ZITIERTER AUSZUG:

__________________________________________________

Kiew schließt Waffenruhe derzeit aus

Aftermath of a shelling at residential area, as Russia's attack on Ukraine continues, in Kharkiv
Biden: Putin will "Identität der Ukraine auslöschen". Ukrainischer Generalstab: Minsk stellte zusätzliche Einheiten im Grenzbereich auf.

Tag 88 nach dem russischen Angriff auf die Ukraine:

Die Ukraine schließt einen sofortigen Waffenstillstand mit Russland aus und ist nicht dazu bereit, der Regierung in Moskau territoriale Zugeständnisse zu machen. "Der Krieg muss mit der vollständigen Wiederherstellung der territorialen Integrität und Souveränität der Ukraine enden", schrieb der Stabschef des Präsidialamts, Andrij Jermak, auf Twitter. Bei einem russischen Angriff auf eine Kaserne im Norden des Landes musste die Ukraine die bisher schwersten Verluste hinnehmen.

__________________________________________________

BEREITGESTELLTES MATERIAL:
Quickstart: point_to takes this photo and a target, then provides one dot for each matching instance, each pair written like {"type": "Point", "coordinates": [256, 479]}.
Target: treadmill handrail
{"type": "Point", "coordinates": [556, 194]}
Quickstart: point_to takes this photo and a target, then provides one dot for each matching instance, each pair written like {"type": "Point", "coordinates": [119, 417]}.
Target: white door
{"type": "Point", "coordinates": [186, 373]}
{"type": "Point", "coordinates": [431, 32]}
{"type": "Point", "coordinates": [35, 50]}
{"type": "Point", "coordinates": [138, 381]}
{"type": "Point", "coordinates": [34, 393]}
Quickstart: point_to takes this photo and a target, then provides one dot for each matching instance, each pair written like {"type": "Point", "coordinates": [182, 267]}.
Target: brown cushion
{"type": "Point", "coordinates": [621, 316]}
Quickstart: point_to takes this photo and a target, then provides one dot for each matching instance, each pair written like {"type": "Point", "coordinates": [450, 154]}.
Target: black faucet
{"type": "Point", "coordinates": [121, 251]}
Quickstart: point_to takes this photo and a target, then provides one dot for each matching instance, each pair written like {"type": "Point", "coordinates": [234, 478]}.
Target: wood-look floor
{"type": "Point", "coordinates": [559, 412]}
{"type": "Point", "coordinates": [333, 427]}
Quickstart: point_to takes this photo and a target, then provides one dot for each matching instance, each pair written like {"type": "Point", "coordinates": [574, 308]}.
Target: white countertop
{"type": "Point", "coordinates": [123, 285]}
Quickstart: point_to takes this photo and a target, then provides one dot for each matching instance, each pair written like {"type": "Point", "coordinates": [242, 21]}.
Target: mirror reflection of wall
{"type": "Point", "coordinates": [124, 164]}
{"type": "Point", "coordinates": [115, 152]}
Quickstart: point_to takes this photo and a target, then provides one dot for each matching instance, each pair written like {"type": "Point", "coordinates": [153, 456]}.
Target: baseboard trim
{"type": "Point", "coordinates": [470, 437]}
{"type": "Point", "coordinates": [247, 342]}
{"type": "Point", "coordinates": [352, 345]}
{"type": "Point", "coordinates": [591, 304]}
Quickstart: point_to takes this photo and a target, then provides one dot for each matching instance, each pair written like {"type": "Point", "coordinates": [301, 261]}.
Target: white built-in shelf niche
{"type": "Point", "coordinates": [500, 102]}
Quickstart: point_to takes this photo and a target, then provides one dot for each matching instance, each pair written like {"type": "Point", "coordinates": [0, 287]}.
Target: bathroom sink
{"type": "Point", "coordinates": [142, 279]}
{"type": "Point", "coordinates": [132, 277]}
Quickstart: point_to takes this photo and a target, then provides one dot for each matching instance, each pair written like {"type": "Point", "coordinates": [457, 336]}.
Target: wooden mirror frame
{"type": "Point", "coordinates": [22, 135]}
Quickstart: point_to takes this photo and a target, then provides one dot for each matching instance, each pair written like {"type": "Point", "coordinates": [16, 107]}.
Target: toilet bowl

__________________________________________________

AUFGABEN:
1) Nenne alle Personen, die im Text über den Krieg in der Ukraine mit Namen vorkommen.
2) Gib aus dem Text über den Krieg in der Ukraine den Abschnitt wortgetreu wieder, der mit „Kiew schließt Waffenruhe“ beginnt und mit „im Grenzbereich auf.“ endet.
3) Führe den Text über den Krieg in der Ukraine im Anschluss an seinen letzten Satz fort.

ANTWORTEN JE AUFGABE:
1) Biden, Putin, Andrij Jermak

2)
Kiew schließt Waffenruhe derzeit aus

Aftermath of a shelling at residential area, as Russia's attack on Ukraine continues, in Kharkiv
Biden: Putin will "Identität der Ukraine auslöschen". Ukrainischer Generalstab: Minsk stellte zusätzliche Einheiten im Grenzbereich auf.

3)
Nach Angaben von Präsident Wolodymyr Selenskyj wurden bei einem Raketenebeschuss in Desna in der Region Tschernihiw vergangene Woche 87 Menschen getötet. Die ukrainischen Rettungsdienste hatten am Dienstag vergangener Woche von acht Toten gesprochen. Am Montag heulten wieder in der gesamten Ukraine Warnsirenen, die russischen Streitkräfte setzten ihre Offensive im Osten und Süden des Landes fort. Vor allem im Donbass und dem Gebiet der Stadt Mykolajiw im Süden tobten zum Teil heftige Kämpfe.   

Die heftigsten Gefechte lieferten sich beide Seiten zuletzt im Gebiet der Zwillingsstädte Sewerodonezk und Lyssytschansk nordwestlich von Luhansk, wie ein Berater des Innenministeriums sagte. Die russischen Truppen versuchen bereits seit Mitte April, die Reihen hier zu schließen und die ukrainischen Verbände einzukesseln. Serhij Hajdaj, der Gouverneur von Luhansk, sagte im TV, die russischen Truppen verfolgten eine Taktik der "verbrannten Erde". Sie wollten Sewerodonezk "auslöschen".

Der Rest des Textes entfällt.